[start]
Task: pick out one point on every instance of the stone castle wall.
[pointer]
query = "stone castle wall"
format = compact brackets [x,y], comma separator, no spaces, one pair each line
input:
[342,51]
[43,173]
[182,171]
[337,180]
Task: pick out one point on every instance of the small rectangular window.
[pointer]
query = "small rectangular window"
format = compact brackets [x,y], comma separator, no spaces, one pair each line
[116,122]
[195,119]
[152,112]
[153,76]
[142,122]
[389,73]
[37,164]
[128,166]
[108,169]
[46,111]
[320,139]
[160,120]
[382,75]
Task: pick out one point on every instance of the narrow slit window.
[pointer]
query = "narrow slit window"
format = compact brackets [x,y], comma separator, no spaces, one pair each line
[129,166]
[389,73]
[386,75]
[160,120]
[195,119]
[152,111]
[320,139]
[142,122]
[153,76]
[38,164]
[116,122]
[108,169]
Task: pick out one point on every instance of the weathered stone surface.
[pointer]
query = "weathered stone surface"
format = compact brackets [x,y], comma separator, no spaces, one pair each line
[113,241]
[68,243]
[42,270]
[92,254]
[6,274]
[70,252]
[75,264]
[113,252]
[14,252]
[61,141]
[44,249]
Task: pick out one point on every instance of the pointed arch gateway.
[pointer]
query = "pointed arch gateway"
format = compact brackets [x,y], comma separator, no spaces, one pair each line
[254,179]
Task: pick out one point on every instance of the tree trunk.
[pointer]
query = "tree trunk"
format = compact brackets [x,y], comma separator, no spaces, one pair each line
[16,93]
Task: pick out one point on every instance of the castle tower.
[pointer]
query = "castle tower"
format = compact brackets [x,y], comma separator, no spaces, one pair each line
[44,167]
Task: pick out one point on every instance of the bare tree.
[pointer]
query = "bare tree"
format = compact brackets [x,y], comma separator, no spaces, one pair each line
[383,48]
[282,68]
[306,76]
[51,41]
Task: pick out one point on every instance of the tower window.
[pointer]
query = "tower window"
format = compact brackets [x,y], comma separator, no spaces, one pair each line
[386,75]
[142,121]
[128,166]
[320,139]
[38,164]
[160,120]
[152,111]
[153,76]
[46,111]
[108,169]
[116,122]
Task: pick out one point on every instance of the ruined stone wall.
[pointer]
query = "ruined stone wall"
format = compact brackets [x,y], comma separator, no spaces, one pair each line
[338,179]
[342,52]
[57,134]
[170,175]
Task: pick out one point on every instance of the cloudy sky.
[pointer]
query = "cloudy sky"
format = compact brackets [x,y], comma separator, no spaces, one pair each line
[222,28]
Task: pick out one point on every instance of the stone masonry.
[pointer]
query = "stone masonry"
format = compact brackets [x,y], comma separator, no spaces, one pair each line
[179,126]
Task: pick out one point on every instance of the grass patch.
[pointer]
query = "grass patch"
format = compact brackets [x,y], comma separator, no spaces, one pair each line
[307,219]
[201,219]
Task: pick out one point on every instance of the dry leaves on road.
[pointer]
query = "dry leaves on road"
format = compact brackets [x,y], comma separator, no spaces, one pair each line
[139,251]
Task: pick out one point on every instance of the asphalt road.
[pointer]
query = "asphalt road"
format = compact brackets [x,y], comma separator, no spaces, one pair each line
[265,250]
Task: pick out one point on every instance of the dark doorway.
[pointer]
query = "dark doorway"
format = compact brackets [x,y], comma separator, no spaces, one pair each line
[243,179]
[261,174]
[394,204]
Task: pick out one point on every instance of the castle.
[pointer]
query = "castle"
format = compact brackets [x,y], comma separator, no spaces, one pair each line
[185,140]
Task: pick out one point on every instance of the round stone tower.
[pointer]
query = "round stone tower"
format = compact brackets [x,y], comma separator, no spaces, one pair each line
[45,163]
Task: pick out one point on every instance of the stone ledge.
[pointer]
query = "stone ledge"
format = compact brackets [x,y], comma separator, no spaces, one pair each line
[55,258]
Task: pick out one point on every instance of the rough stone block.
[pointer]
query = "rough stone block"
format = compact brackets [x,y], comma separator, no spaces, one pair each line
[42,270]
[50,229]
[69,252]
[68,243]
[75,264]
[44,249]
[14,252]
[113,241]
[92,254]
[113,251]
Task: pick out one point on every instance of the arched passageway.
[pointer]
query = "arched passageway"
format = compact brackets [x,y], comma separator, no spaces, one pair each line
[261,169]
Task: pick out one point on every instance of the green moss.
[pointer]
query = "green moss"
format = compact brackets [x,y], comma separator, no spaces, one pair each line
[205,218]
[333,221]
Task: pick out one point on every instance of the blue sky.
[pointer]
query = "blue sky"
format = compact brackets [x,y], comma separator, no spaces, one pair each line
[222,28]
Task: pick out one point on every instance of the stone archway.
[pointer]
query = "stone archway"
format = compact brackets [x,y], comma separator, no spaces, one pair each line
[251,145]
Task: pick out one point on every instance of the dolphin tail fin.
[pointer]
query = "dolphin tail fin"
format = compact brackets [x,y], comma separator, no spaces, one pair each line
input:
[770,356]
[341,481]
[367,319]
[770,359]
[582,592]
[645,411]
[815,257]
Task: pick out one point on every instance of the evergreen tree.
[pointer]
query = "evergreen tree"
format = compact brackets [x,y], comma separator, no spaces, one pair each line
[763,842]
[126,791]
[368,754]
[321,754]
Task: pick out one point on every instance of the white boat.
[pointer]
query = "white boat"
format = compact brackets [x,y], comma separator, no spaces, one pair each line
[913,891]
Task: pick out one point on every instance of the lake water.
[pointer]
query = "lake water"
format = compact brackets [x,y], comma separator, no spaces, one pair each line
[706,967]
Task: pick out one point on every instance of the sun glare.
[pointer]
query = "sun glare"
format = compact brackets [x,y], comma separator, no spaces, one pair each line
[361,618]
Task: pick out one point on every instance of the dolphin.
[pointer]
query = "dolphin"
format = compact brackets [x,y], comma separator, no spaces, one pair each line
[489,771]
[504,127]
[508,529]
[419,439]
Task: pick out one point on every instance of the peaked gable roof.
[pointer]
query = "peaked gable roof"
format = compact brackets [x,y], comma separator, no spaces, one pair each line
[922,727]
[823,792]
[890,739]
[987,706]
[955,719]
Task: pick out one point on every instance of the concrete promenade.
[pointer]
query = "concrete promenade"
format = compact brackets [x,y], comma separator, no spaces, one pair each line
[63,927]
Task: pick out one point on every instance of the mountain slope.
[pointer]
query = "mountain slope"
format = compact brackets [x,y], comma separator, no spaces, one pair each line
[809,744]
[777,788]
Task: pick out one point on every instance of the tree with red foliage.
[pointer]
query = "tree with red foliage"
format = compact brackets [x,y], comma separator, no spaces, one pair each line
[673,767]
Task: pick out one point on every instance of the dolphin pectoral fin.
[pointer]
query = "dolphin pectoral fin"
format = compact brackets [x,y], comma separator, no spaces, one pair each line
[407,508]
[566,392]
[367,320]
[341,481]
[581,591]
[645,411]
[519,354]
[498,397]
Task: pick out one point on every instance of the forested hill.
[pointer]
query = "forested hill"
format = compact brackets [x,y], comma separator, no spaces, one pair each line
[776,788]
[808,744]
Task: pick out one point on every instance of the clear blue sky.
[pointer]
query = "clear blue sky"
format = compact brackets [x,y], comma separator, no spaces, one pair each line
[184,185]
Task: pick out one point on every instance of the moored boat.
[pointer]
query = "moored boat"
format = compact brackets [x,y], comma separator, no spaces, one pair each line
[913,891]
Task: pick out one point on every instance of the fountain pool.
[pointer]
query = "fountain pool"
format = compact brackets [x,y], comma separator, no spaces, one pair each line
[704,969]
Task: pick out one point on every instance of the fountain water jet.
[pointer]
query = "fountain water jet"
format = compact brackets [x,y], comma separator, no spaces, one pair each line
[end]
**Aim of the task**
Give the entries again in full, exactly as they are written.

**Exercise response**
Task: pick out one point on every instance of the stone castle wall.
[pointer]
query = "stone castle wall"
format = compact brackets [x,y], comma separator, no spaces, one pair each line
input:
[342,51]
[43,173]
[182,171]
[337,180]
Task: pick out one point on every instance of the small rectangular window.
[pointer]
query = "small rectangular window"
format = compact brackets [x,y], comma separator, no spaces, one pair each line
[116,122]
[195,119]
[152,112]
[153,76]
[142,122]
[389,73]
[37,164]
[128,166]
[108,169]
[46,111]
[320,139]
[160,120]
[382,75]
Task: pick out one point on every instance of the narrow slit window.
[pointer]
query = "narrow slit window"
format = compact brackets [x,y], comma separator, no spaces, one pair each line
[129,166]
[389,73]
[386,75]
[160,120]
[195,119]
[152,111]
[320,139]
[142,122]
[153,76]
[38,164]
[116,122]
[108,169]
Task: pick out one point on every instance of the weathered stone surface.
[pointer]
query = "weathered stone surface"
format = compact brackets [x,y], comma separator, no spaces, one pair each line
[113,241]
[68,243]
[42,270]
[92,254]
[6,274]
[70,252]
[75,264]
[113,252]
[14,252]
[61,141]
[44,249]
Task: pick out one point on every instance of the pointed arch gateway.
[pointer]
query = "pointed arch gateway"
format = compact brackets [x,y], comma separator, no spaces, one pair each line
[254,179]
Task: pick out one point on every instance of the tree trunk.
[pointer]
query = "tree trunk"
format = compact brackets [x,y], comma separator, no spaces, one pair each line
[16,93]
Task: pick out one point on every instance of the castle tower.
[pointer]
query = "castle tower"
format = compact brackets [x,y], comma separator, no spaces, one pair each line
[44,167]
Task: pick out one point on every instance of the bare tree.
[pointer]
query = "bare tree"
format = compact brackets [x,y], comma separator, no spaces, one pair each line
[383,48]
[282,68]
[306,76]
[51,41]
Task: pick out one point on every instance of the tower window.
[pointer]
query = "tower window"
format = compact brackets [x,y], comma separator, no spaces, one pair each line
[386,75]
[142,121]
[128,166]
[320,139]
[38,164]
[160,120]
[152,111]
[153,76]
[46,111]
[108,169]
[116,122]
Task: pick out one point on every instance of the ruined stone wall.
[pointer]
query = "ruined stone wall"
format = compact brackets [x,y], comma separator, no spaces, one pair each line
[338,179]
[342,52]
[57,134]
[170,175]
Task: pick out one point on every instance of the cloudy sky.
[pointer]
query = "cloudy sky"
format = compact brackets [x,y], comma separator, no spaces, one pair each line
[222,28]
Task: pick out one point on every instance of the stone masonry.
[pointer]
query = "stone masonry"
format = compact brackets [x,y], comma separator, no spaces, one pair each line
[179,126]
Task: pick out one point on every instance of the grass patch.
[pointer]
query = "grass patch"
format = compact brackets [x,y], comma separator, no spaces, one pair each line
[307,219]
[201,219]
Task: pick out one point on every instance of the dry leaves on road.
[pointer]
query = "dry leaves on road"
format = compact brackets [x,y], comma separator, no spaces, one pair each line
[139,251]
Task: pick out one point on every instance of the asphalt road.
[pointer]
query = "asphalt road"
format = compact brackets [x,y], comma separator, no spaces, one pair each line
[265,250]
Task: pick out one point on every instance of the dark doorway.
[pointer]
query = "dark doorway"
format = compact brackets [x,y], comma separator, no spaces, one pair each line
[243,179]
[261,174]
[394,204]
Task: pick out one point on every instance of the castle.
[pointer]
query = "castle"
format = compact brackets [x,y], comma separator, no spaces, one pair each line
[185,140]
Task: pick out one point on every instance of the round stone tower.
[pointer]
query = "round stone tower"
format = compact brackets [x,y], comma separator, no spaces, one pair each line
[45,163]
Task: pick out one point on every instance of the stone ledge.
[pointer]
query = "stone ledge"
format = compact brackets [x,y], comma separator, no spaces, one pair each line
[55,258]
Task: pick out one point on every instance of the rough stone block.
[pointer]
query = "rough stone block"
format = compact brackets [x,y], comma separator, no spaces, one pair each line
[42,270]
[50,229]
[69,252]
[68,243]
[75,264]
[44,249]
[14,252]
[113,241]
[92,254]
[113,251]
Task: pick out one point on every instance of the arched passageway.
[pointer]
query = "arched passageway"
format = compact brackets [x,y], comma separator, no spaces, one pair each line
[261,169]
Task: pick out one point on every instance of the green moss.
[pointer]
query = "green moss"
format = compact brackets [x,y], comma separator, no spaces, one pair each line
[205,218]
[333,221]
Task: pick out one point on every instance of the blue sky.
[pointer]
query = "blue sky"
format = compact brackets [x,y], comma separator, no spaces, one pair each line
[222,28]
Task: pick out one point on every instance of the stone archway.
[pointer]
query = "stone archway"
format = compact brackets [x,y], comma separator, no spaces, one pair each line
[251,145]
Task: pick out one point on every instance of the dolphin tail fin.
[pointer]
query = "dolphin tail fin"
format = compact brackets [x,y], comma separator, no spaces, one pair each line
input:
[770,356]
[341,481]
[367,319]
[770,359]
[582,592]
[645,411]
[815,257]
Task: pick out one point on every instance of the evergreen tree.
[pointer]
query = "evergreen tree"
format = compact brackets [x,y], comma separator, no spaces, one pair each line
[763,842]
[126,791]
[368,754]
[321,754]
Task: pick out one point on every instance of the white boat.
[pointer]
query = "white boat"
format = compact brackets [x,y], comma separator, no spaces, one pair each line
[913,891]
Task: pick out one point on every instance of the lake water.
[pointer]
query = "lake water"
format = compact brackets [x,y], comma separator, no spaces, one pair each line
[706,967]
Task: pick out one point on every instance of the sun glare.
[pointer]
query = "sun glare"
format = compact brackets [x,y], comma separator, no spaces, one pair each line
[361,618]
Task: pick out one point on every instance of the dolphin.
[pointer]
query = "dolphin"
format = compact brackets [x,y], comma separator, no spaces, one pair each line
[489,771]
[504,127]
[508,529]
[419,439]
Task: pick out one point on every instance of the peaked gable roof.
[pointer]
query = "peaked gable roof"
format = compact brackets [x,y], comma separator, no spaces, one pair each line
[922,727]
[823,792]
[890,739]
[987,706]
[955,719]
Task: pick out one point on every instance of the concrete promenade.
[pointer]
query = "concrete promenade"
format = compact brackets [x,y], comma separator, no spaces, one pair each line
[63,927]
Task: pick out one point on every instance of the mountain slope.
[pointer]
query = "mountain slope"
format = compact brackets [x,y], comma separator, no spaces, one pair each line
[809,744]
[777,788]
Task: pick out one point on every instance of the tree with red foliage.
[pointer]
query = "tree with red foliage"
format = compact brackets [x,y], comma separator, no spaces, one pair each line
[673,767]
Task: pick out one point on every instance of the dolphin pectoral fin.
[pointer]
query = "dolphin pectoral fin"
format = compact brackets [x,y], comma separator, no spaces, one pair each line
[407,508]
[566,392]
[367,320]
[341,481]
[581,591]
[645,411]
[519,354]
[498,397]
Task: pick out one point on every instance of the forested hill.
[pointer]
query = "forested hill"
format = compact brackets [x,y], comma separator, no spaces, one pair each line
[776,788]
[808,744]
Task: pick out one point on every instance of the clear blue sky.
[pointer]
query = "clear blue sky"
format = compact brackets [x,y], comma separator, no spaces, one pair each line
[184,185]
Task: pick out one point on every instance of the moored boat.
[pointer]
query = "moored boat"
format = compact brackets [x,y], comma separator, no spaces, one pair each line
[913,891]
Task: pick out one point on every instance of the fountain pool.
[pointer]
query = "fountain pool"
format = compact brackets [x,y], comma separator, no spaces, one pair each line
[704,969]
Task: pick out one point on every instance of the fountain water jet.
[pointer]
query = "fountain water jet"
format = compact brackets [x,y], comma separator, no spaces, one pair each line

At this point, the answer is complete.